Annotated coordinate records:
---
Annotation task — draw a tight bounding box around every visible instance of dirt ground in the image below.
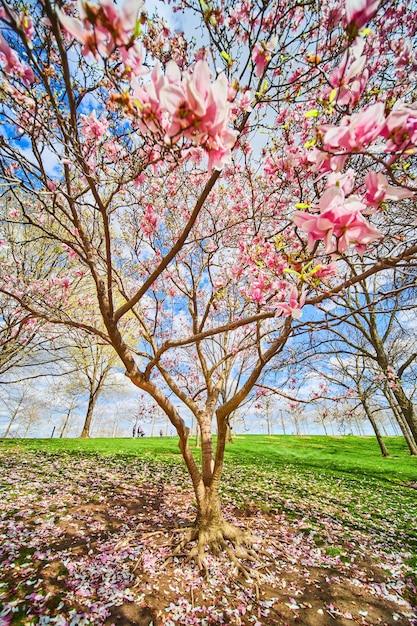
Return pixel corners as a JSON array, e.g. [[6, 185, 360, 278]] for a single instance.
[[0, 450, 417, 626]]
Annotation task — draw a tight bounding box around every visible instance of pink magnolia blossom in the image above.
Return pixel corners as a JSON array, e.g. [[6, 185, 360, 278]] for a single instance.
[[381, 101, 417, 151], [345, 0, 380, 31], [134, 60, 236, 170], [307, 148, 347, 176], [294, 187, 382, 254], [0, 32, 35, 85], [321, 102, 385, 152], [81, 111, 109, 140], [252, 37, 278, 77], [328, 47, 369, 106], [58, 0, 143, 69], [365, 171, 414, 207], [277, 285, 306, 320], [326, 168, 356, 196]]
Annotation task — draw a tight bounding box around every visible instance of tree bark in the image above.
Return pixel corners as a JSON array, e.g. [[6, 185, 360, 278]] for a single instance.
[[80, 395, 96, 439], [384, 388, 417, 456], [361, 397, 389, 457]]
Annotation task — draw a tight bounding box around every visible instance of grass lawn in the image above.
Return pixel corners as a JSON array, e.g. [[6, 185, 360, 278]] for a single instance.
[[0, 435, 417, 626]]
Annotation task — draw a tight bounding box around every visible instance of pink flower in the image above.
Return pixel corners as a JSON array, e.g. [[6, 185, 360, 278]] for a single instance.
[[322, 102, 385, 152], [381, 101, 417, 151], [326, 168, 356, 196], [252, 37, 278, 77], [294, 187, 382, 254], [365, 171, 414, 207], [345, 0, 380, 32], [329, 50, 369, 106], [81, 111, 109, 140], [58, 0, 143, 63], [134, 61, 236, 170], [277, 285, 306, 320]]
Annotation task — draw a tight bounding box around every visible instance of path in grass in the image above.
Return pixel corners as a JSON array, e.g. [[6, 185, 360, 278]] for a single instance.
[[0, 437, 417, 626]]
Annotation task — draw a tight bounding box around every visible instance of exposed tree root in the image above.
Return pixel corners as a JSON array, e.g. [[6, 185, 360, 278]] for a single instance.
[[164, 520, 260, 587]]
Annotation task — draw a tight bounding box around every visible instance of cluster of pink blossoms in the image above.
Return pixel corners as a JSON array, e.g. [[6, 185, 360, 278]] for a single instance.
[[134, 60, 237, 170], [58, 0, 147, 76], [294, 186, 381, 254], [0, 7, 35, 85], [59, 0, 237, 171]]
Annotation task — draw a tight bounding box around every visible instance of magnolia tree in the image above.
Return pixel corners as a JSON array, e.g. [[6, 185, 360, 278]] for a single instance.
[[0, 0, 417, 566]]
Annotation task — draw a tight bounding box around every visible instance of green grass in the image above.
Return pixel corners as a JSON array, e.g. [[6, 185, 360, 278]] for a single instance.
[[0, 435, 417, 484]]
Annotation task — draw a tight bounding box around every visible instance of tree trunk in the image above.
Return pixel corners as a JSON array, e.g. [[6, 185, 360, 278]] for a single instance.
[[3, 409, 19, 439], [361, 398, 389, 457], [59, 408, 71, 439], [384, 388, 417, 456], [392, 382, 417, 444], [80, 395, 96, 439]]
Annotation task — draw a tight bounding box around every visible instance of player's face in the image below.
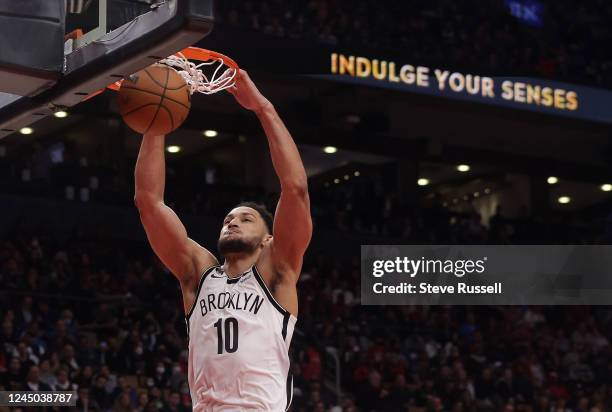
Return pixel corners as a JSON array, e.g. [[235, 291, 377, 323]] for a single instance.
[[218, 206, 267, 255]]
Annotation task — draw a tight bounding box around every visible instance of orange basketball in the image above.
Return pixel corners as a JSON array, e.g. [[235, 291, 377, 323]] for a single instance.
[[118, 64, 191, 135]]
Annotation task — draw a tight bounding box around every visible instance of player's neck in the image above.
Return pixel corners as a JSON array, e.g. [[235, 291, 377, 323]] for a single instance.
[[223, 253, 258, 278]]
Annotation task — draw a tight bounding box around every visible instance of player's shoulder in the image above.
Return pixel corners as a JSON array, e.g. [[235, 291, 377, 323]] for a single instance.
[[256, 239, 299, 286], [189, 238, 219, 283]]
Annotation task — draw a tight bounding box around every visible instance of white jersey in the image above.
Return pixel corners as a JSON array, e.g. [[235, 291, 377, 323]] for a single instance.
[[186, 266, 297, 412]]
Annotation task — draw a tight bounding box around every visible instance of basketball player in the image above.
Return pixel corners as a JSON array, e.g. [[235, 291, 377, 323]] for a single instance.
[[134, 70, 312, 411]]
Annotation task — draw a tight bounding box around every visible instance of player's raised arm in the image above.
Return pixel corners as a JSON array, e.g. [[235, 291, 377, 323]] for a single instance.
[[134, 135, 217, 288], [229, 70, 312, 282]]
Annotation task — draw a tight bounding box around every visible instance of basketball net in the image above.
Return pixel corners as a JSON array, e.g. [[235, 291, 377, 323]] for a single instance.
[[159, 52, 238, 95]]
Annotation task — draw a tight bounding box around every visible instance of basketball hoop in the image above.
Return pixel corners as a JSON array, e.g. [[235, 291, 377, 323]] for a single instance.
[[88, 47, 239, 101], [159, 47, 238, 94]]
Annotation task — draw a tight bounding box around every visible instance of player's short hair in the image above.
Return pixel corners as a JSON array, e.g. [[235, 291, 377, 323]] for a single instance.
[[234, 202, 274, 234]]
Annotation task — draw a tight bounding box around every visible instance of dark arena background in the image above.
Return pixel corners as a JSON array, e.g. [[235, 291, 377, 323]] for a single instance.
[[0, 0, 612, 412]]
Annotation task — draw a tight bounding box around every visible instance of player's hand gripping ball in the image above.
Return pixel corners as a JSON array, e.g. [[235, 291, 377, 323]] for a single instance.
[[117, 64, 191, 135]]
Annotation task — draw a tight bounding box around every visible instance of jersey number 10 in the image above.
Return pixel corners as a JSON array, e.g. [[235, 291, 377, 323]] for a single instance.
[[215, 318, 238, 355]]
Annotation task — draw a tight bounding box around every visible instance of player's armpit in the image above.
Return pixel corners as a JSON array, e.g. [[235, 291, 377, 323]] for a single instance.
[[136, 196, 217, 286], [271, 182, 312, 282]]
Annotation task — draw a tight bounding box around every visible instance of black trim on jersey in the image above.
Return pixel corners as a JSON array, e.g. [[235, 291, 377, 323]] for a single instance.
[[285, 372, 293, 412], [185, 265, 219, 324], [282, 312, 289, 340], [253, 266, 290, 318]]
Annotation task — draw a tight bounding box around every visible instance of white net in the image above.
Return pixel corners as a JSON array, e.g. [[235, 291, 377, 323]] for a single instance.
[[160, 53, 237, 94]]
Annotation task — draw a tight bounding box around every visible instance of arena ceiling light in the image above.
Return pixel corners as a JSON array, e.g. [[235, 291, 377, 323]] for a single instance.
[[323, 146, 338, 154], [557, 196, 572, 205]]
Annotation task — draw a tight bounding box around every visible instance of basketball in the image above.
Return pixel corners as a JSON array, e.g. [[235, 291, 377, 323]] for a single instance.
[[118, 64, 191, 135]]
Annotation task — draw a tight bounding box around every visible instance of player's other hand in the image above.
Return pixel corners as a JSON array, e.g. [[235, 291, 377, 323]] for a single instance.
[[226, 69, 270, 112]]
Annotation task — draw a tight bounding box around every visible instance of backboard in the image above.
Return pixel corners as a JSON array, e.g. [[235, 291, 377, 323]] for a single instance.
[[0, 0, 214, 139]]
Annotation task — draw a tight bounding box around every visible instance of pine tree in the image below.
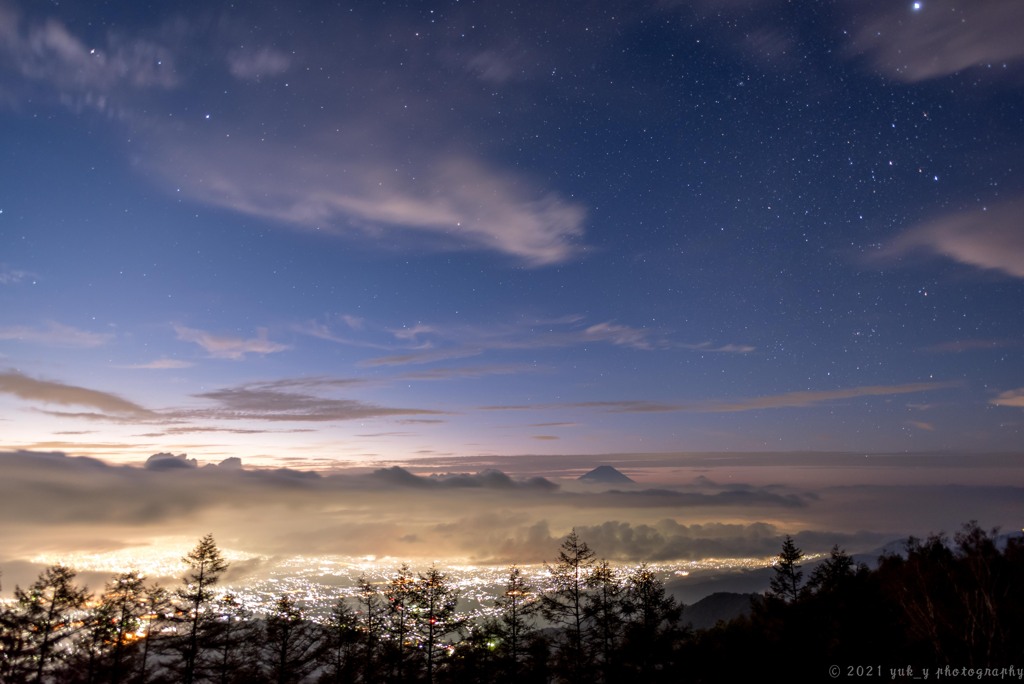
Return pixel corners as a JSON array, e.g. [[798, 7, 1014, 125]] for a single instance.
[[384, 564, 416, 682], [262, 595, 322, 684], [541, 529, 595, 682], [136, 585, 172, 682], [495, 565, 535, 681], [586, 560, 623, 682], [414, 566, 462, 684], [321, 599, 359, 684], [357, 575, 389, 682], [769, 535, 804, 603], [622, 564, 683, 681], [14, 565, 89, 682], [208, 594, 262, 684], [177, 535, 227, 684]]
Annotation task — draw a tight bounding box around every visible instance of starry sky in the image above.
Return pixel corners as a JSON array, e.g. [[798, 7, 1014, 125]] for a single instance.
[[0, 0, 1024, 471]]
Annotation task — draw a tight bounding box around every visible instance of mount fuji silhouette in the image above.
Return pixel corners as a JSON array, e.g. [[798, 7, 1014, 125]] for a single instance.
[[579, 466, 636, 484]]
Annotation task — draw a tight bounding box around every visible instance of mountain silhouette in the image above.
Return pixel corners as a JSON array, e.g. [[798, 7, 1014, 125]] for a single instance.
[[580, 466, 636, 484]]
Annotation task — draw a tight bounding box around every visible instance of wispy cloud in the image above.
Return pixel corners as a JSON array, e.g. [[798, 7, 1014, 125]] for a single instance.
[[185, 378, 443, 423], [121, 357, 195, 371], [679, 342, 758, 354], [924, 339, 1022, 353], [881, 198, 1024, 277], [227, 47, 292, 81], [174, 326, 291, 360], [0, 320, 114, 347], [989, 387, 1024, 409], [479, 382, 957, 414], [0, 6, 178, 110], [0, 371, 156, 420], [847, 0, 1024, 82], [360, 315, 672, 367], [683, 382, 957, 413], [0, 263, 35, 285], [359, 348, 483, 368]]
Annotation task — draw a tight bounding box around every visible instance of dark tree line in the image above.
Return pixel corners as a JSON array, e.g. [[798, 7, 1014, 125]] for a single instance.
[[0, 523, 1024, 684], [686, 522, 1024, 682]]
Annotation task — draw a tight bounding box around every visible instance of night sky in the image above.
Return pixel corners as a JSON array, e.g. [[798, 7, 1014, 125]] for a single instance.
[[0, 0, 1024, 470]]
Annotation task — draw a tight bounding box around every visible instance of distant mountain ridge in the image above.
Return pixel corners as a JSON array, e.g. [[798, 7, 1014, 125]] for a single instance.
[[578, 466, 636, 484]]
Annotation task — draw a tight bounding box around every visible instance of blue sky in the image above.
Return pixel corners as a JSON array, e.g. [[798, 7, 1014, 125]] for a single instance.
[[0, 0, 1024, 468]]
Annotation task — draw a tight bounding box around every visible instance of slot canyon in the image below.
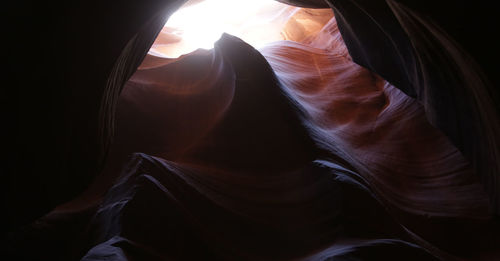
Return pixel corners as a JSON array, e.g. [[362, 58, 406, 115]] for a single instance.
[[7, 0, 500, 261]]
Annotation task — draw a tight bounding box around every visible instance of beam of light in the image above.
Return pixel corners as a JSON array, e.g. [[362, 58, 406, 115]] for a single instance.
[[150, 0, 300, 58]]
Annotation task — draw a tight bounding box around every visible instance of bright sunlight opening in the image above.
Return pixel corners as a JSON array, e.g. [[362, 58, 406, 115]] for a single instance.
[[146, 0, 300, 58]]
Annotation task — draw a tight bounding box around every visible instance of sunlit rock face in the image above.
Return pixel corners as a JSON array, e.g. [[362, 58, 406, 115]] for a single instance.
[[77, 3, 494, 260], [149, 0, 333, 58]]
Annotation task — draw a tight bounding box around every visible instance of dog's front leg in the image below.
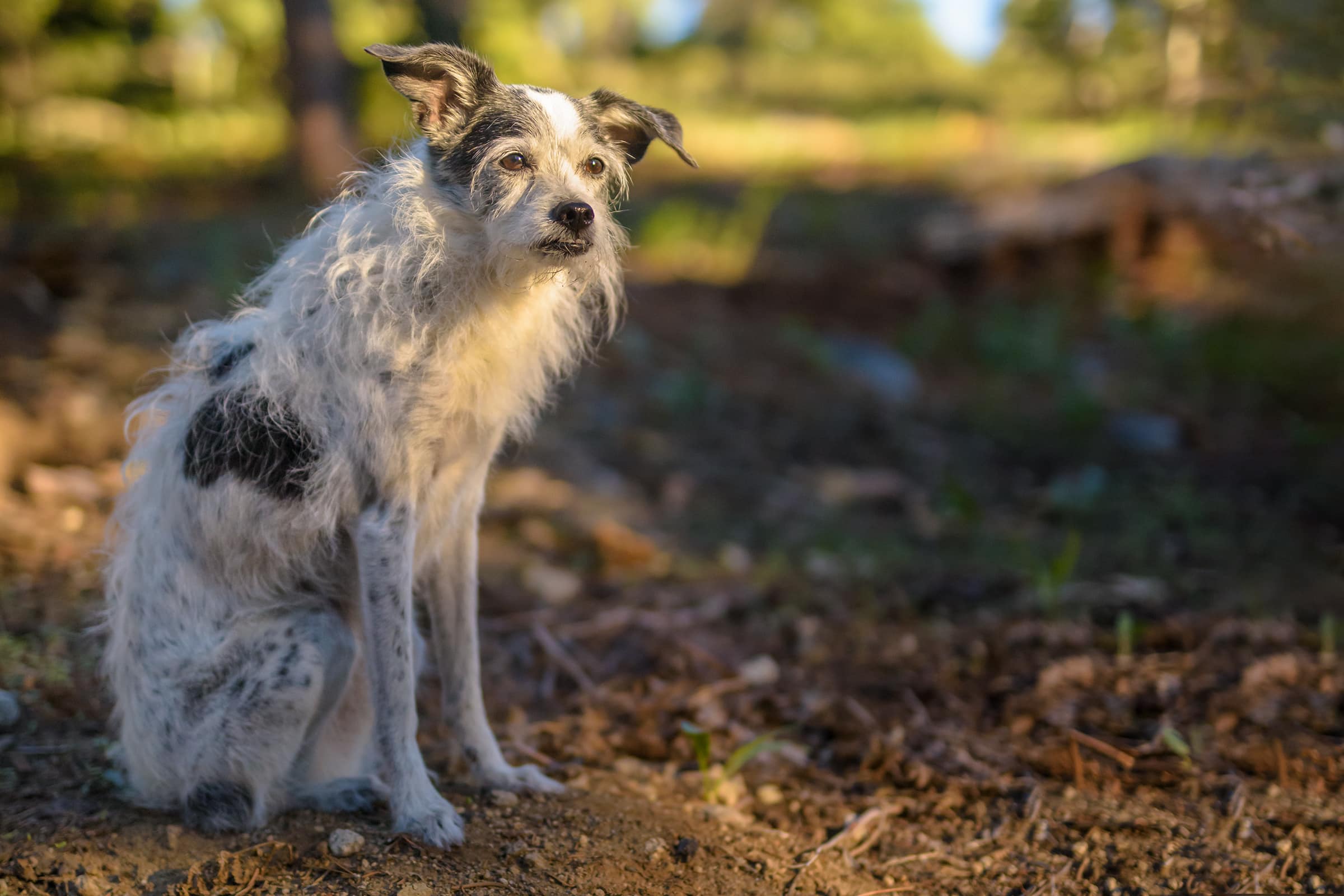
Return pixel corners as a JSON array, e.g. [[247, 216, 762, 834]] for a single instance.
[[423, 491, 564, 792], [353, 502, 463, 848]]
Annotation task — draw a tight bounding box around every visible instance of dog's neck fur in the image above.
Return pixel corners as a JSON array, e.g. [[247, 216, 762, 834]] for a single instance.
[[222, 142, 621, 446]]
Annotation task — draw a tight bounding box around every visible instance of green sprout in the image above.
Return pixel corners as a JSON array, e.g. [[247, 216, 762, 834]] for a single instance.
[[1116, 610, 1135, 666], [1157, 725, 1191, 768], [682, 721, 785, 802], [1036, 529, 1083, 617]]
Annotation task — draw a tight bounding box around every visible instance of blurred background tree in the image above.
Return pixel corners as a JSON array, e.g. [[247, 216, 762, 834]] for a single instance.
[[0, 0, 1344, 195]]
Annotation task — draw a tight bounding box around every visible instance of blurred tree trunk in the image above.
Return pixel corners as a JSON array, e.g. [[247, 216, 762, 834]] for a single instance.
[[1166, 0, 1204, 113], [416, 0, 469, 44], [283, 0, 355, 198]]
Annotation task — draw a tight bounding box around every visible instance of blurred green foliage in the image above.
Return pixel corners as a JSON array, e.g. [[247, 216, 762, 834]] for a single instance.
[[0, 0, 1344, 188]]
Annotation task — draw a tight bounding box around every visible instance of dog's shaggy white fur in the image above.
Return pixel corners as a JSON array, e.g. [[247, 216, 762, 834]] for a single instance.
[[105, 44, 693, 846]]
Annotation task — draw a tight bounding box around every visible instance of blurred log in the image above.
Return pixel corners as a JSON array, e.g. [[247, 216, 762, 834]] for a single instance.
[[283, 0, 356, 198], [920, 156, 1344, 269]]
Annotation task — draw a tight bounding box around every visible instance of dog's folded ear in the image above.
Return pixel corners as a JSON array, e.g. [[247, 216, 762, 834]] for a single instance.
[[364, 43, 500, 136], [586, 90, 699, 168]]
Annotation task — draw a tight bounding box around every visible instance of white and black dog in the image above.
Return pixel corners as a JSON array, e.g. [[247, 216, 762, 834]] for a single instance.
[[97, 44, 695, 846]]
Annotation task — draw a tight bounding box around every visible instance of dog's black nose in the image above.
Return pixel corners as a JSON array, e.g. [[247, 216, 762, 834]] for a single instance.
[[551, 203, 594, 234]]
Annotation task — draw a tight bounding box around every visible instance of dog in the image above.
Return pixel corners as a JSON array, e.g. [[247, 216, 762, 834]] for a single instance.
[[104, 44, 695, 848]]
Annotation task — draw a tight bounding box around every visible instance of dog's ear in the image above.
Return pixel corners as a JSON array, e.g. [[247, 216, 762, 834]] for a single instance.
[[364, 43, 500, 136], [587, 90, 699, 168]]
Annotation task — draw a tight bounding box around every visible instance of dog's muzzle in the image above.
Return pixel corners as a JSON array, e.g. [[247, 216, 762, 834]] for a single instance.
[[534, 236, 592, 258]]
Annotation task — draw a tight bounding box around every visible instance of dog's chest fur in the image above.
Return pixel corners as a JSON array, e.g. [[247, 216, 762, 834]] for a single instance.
---
### What to work on
Arrange as a numbered list the lines from the one containing "leg in the image below." up to and including the one containing "[[423, 491, 564, 792], [353, 502, 463, 848]]", skipping any blank lines. Keep the pictures out of your answer.

### Output for this exercise
1. Annotation task — draw a tight bounding box around every visible instance of dog's front leg in the image below.
2. Return pixel corners as a JSON array, e.g. [[247, 216, 762, 834]] for a single instance.
3. [[423, 491, 564, 792], [353, 502, 463, 848]]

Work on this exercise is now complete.